--- Assigned task ---
Write out the entries verbatim and leave the images out of the copy.

--- Input for this task ---
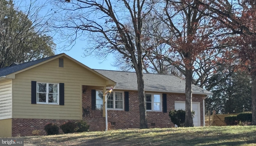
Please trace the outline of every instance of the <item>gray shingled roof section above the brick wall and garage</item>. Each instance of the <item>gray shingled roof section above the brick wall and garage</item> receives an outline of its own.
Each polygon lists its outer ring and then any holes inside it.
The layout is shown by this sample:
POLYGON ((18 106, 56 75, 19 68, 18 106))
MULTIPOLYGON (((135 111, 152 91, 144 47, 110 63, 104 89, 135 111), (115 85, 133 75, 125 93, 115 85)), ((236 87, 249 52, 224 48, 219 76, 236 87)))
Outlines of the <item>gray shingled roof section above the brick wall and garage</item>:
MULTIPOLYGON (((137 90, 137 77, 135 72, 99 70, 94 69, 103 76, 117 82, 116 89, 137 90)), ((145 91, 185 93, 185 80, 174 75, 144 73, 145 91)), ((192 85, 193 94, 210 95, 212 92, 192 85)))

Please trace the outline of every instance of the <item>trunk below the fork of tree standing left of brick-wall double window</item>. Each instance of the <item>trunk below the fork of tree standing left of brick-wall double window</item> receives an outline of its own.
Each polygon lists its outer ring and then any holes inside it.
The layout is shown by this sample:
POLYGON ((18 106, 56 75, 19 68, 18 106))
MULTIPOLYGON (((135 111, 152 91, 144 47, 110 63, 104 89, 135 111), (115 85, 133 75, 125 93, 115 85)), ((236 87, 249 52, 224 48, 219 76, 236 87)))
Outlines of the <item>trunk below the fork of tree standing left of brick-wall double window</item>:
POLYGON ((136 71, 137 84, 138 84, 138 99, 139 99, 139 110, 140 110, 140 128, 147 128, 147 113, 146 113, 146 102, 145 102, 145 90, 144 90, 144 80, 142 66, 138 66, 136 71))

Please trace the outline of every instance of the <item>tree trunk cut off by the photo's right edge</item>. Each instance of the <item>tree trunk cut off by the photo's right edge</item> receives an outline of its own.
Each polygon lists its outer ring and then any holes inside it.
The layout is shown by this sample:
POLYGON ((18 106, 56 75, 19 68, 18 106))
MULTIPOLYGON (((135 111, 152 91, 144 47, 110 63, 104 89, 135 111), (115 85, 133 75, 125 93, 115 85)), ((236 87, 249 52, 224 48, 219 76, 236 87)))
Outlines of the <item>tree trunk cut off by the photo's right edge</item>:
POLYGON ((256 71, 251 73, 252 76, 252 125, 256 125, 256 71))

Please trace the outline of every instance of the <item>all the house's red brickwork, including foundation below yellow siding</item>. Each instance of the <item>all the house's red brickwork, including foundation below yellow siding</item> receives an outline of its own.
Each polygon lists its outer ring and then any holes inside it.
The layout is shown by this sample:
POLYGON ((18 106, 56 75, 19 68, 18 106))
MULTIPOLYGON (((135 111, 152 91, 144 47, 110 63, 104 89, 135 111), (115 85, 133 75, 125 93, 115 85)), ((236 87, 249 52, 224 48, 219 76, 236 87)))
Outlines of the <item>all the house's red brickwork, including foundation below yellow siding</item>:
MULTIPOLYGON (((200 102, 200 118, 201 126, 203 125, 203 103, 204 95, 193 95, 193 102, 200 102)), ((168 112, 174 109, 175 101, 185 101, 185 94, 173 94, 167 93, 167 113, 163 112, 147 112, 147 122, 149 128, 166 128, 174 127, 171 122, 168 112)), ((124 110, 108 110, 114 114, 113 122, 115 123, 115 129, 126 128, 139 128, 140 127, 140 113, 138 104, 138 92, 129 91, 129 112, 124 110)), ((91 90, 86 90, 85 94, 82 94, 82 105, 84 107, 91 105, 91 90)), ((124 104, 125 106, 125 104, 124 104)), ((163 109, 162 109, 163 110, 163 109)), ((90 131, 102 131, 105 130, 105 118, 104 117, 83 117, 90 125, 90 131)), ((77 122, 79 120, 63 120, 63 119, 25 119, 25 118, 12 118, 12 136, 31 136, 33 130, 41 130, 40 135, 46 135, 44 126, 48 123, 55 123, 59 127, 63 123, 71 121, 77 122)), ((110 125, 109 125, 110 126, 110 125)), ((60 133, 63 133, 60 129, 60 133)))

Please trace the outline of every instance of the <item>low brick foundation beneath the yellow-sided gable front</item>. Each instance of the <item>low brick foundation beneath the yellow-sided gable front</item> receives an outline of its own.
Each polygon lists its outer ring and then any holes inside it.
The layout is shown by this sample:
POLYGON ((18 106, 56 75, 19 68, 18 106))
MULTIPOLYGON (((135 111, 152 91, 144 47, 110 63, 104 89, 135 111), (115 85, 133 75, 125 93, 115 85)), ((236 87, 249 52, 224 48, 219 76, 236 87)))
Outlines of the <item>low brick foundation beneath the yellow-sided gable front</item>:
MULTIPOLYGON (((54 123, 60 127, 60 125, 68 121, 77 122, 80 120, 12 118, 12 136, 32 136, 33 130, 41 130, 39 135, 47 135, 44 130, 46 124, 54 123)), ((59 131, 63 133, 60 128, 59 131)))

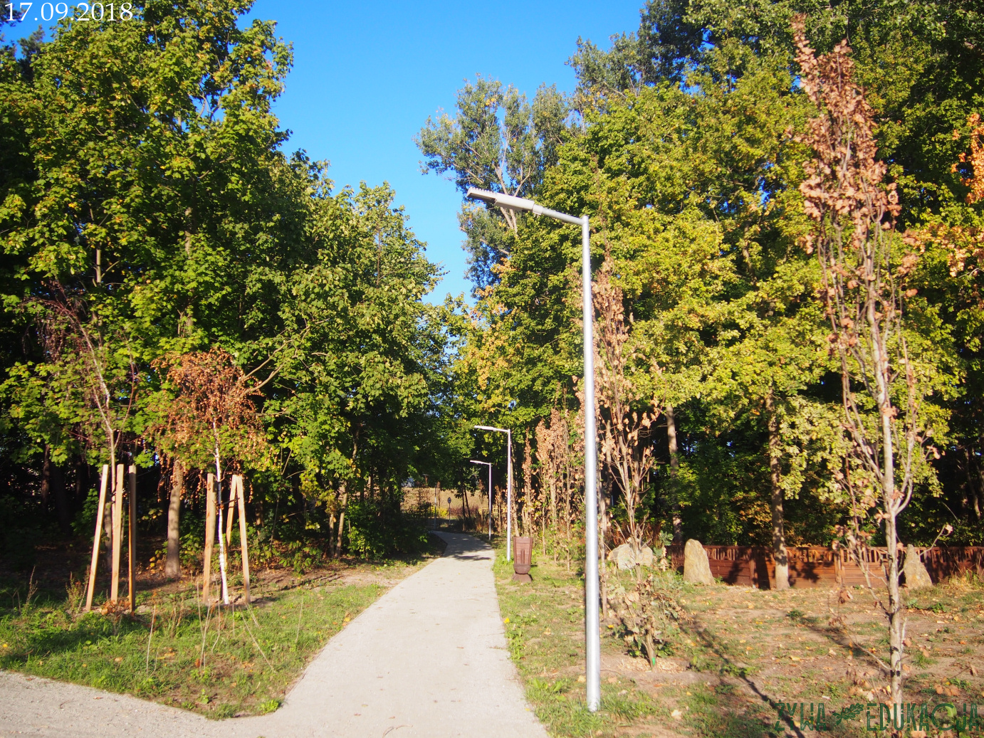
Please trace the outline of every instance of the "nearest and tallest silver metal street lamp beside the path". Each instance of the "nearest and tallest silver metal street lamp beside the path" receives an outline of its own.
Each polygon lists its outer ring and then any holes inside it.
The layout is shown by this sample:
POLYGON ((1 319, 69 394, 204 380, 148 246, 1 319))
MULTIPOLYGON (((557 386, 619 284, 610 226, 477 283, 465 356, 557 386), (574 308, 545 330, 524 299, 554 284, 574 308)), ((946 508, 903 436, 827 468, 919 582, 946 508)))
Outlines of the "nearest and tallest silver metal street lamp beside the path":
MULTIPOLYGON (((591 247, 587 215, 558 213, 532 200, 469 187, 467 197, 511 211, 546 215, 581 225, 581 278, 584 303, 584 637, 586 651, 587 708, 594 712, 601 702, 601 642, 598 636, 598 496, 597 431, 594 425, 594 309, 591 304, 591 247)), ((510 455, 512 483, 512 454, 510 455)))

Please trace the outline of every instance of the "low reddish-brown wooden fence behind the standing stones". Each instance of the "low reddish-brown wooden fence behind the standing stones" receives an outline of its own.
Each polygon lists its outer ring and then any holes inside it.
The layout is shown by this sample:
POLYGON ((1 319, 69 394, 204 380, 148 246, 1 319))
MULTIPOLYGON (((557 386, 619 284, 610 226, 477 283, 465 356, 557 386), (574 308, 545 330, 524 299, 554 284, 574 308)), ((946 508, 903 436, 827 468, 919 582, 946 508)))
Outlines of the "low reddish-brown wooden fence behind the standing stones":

--- Response for this exercise ---
Please trace the outline of every instance of the <item>gray shingled roof section above the brick wall and garage</item>. Each instance of the <item>gray shingled roof section above the brick wall and garage</item> receives an outline of its own.
Each polygon lists its outer ring and then any holes inside it.
The layout is shown by this sample:
POLYGON ((18 106, 56 75, 19 68, 18 106))
MULTIPOLYGON (((135 111, 152 91, 144 47, 110 63, 104 89, 135 111), (115 85, 133 75, 125 93, 115 85)), ((236 87, 249 52, 224 48, 219 76, 236 87)))
Outlines of the <item>gray shingled roof section above the brick wall and garage</item>:
MULTIPOLYGON (((137 90, 137 77, 135 72, 99 70, 94 69, 103 76, 117 82, 116 89, 137 90)), ((145 91, 185 93, 185 80, 174 75, 144 73, 145 91)), ((192 85, 193 94, 210 95, 212 92, 192 85)))

Please trace the outline of every instance of the <item>trunk below the fork of tree standing left of brick-wall double window</item>. Each instance of the <item>trunk below the fork of tree standing left of brick-wall double window</item> receives an outline of its own.
Each polygon lists its outer ring and then any holes inside it.
The layout is shown by this sample:
POLYGON ((18 106, 56 75, 19 68, 18 106))
MULTIPOLYGON (((135 111, 152 91, 144 47, 110 63, 104 89, 135 111), (115 85, 133 75, 125 93, 115 85)), ((236 87, 249 52, 224 48, 219 76, 236 87)))
Outlines of the <item>trunk below the fork of tree standing left of brick-wall double window</item>:
POLYGON ((136 71, 137 84, 138 84, 138 99, 139 99, 139 110, 140 110, 140 128, 147 128, 147 113, 146 113, 146 102, 145 102, 145 90, 144 90, 144 80, 142 66, 138 66, 136 71))

Please trace the outline of every instance of the <item>tree trunk cut off by the photo's right edge</item>. Each instance of the <item>tree trunk cut off by the photo's right edge</item> receives an outline of its own.
Each polygon lists its outer ring and then any holes inside it.
The layout is shown by this sample:
POLYGON ((18 106, 56 75, 19 68, 18 106))
MULTIPOLYGON (((135 111, 152 91, 144 47, 110 63, 104 89, 135 111), (115 85, 133 75, 125 93, 115 85)), ((236 87, 249 52, 224 48, 219 76, 236 87)))
Outlines of the <item>tree trunk cut off by the photo's right edge</item>:
POLYGON ((256 71, 251 73, 252 76, 252 125, 256 125, 256 71))

Please trace the outline of every instance of the <item>all the house's red brickwork, including foundation below yellow siding</item>. Each instance of the <item>all the house's red brickwork, including foundation below yellow siding</item> receives an outline of its own.
Each polygon lists its outer ring and then any holes inside it.
The layout is shown by this sample:
POLYGON ((18 106, 56 75, 19 68, 18 106))
MULTIPOLYGON (((135 111, 152 91, 144 47, 110 63, 104 89, 135 111), (115 85, 133 75, 125 93, 115 85)), ((236 87, 249 52, 224 48, 219 76, 236 87)))
Outlines of the <item>all the house's red brickwork, including foundation below yellow siding</item>:
MULTIPOLYGON (((200 102, 200 118, 201 126, 203 125, 203 103, 204 95, 193 95, 193 102, 200 102)), ((168 112, 174 109, 175 101, 185 101, 185 94, 173 94, 167 93, 167 113, 163 112, 147 112, 147 122, 149 128, 166 128, 174 127, 171 122, 168 112)), ((124 110, 108 110, 114 114, 113 122, 115 123, 115 129, 126 128, 139 128, 140 127, 140 113, 138 104, 138 92, 129 91, 129 112, 124 110)), ((91 90, 86 90, 85 94, 82 94, 82 105, 84 107, 91 105, 91 90)), ((124 104, 125 106, 125 104, 124 104)), ((163 109, 162 109, 163 110, 163 109)), ((90 131, 102 131, 105 130, 105 118, 104 117, 83 117, 90 125, 90 131)), ((77 122, 79 120, 63 120, 63 119, 25 119, 25 118, 12 118, 12 136, 31 136, 33 130, 41 130, 40 135, 46 135, 44 126, 48 123, 55 123, 59 127, 63 123, 71 121, 77 122)), ((110 125, 109 125, 110 126, 110 125)), ((60 133, 63 133, 60 129, 60 133)))

Please trace the outline of every instance of the <item>low brick foundation beneath the yellow-sided gable front</item>. Each instance of the <item>low brick foundation beneath the yellow-sided gable front</item> receives an outline of its own.
Each polygon lists its outer ring and then any holes inside it.
The layout is shown by this sample:
POLYGON ((18 106, 56 75, 19 68, 18 106))
MULTIPOLYGON (((135 111, 152 91, 144 47, 110 63, 104 89, 135 111), (115 85, 133 75, 125 93, 115 85)), ((236 87, 249 52, 224 48, 219 76, 236 87)))
Outlines of the <item>low brick foundation beneath the yellow-sided gable front</item>:
MULTIPOLYGON (((54 123, 60 127, 60 125, 68 121, 77 122, 80 120, 12 118, 12 136, 32 136, 33 130, 41 130, 39 135, 47 135, 44 130, 46 124, 54 123)), ((59 131, 63 133, 60 128, 59 131)))

Please trace the outline of every instance of the "nearest and tallest silver metal street lamp beside the path". Each instance of the "nearest and tallest silver metal street lamp beside the path" receives an outline of its own.
Each polygon lists its outer ring and then any holes inside it.
The layout is shown by this sample:
POLYGON ((1 319, 69 394, 204 380, 148 246, 1 319))
MULTIPOLYGON (((557 386, 619 284, 610 226, 477 283, 465 356, 557 386), (574 308, 545 330, 524 299, 554 284, 574 308)), ((946 508, 903 436, 827 468, 919 582, 946 508)))
Outlines of the "nearest and tallest silver metal street lamp beside the path":
MULTIPOLYGON (((591 247, 587 215, 558 213, 532 200, 469 187, 467 197, 511 211, 546 215, 581 225, 581 278, 584 303, 584 637, 586 651, 587 708, 594 712, 601 702, 601 642, 598 636, 598 496, 597 431, 594 425, 594 309, 591 304, 591 247)), ((510 455, 512 483, 512 454, 510 455)))

Please trace the outline of every instance of the "low reddish-brown wooden fence behind the standing stones". Each instance of the "low reddish-brown wooden fence behind the standing stones" receives an outline of its own.
Each polygon lists its outer ring and then any holes inside it.
The layout is shown by this sample:
POLYGON ((1 319, 69 394, 204 380, 148 246, 1 319))
MULTIPOLYGON (((557 386, 619 284, 610 226, 477 283, 465 356, 557 386), (574 308, 545 330, 524 299, 554 284, 574 308)), ((946 508, 903 436, 827 468, 919 582, 946 508)))
Outlines of the "low reddish-brown wooden fence behind the standing stones":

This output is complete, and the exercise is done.